ENTRADAS BRUTAS =
=====

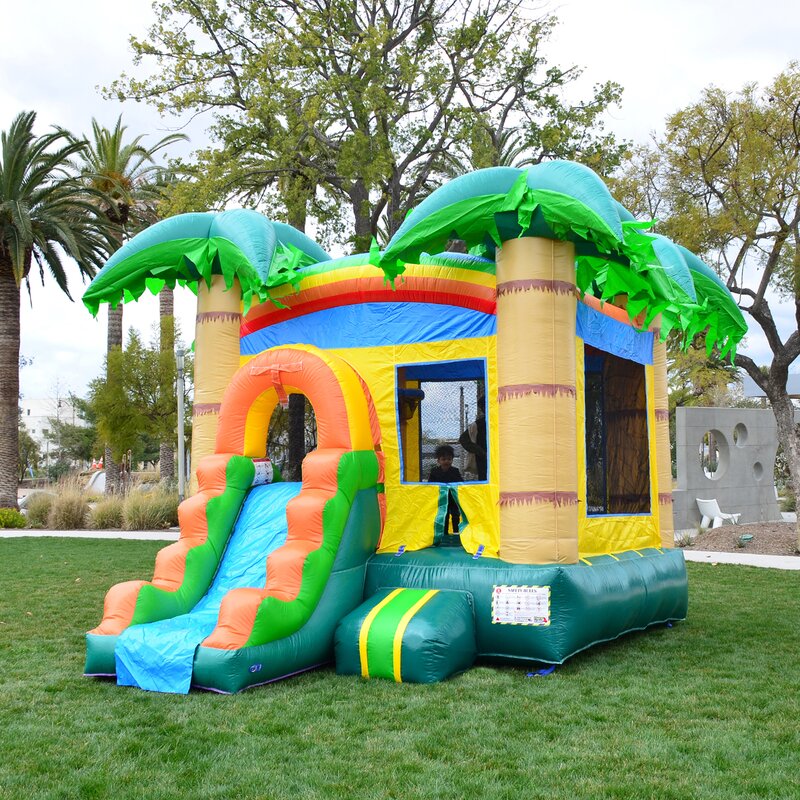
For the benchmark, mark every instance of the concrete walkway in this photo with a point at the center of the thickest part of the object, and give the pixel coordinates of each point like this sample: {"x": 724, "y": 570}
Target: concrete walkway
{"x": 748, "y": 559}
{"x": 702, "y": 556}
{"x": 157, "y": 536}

=====

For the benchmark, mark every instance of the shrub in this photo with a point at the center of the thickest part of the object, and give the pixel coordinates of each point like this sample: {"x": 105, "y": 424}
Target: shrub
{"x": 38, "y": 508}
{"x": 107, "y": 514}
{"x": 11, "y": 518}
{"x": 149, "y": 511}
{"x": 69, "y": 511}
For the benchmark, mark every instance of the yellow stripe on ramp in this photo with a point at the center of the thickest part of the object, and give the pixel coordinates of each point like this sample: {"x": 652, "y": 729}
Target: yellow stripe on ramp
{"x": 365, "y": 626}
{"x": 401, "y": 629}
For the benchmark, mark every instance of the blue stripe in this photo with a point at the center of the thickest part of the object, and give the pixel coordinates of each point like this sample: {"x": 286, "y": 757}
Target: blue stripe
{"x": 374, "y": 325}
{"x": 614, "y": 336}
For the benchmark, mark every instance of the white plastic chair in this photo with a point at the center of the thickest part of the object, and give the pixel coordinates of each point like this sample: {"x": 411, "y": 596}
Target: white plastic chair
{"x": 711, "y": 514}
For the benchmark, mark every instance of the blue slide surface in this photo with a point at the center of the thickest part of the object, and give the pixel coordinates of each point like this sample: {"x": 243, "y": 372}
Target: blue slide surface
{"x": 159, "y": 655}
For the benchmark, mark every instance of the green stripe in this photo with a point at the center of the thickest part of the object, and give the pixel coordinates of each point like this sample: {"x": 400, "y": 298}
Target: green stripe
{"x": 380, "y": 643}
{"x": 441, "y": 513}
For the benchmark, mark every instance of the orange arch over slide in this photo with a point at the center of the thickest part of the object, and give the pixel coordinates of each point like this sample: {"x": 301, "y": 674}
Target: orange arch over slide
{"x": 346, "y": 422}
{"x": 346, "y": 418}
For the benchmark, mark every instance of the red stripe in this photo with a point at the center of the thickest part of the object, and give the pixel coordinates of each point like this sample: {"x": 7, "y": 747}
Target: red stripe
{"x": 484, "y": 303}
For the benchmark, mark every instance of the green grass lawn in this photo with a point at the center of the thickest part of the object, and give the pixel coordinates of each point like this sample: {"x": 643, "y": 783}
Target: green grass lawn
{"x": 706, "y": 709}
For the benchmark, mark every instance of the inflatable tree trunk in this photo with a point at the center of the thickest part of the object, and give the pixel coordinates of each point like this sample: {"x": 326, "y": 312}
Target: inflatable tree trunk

=====

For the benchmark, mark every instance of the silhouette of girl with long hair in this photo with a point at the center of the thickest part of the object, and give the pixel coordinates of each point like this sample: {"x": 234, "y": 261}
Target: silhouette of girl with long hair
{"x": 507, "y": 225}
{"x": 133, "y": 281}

=====

Converta em uma lista numerada as linhas das entradas acima, começando na que contém "For the benchmark, mark every instance of the inflatable" e terminando na que contém "Target: inflatable tree trunk", ambas incluídas. Deixe de fora as linhas em branco.

RESULTADO DA TAREFA =
1. For the benchmark, mark every instance of the inflatable tree trunk in this photo with a point at the center of the thickest part of the object, and give the pixel coordinates of each point like this sample: {"x": 326, "y": 312}
2. Target: inflatable tree trunk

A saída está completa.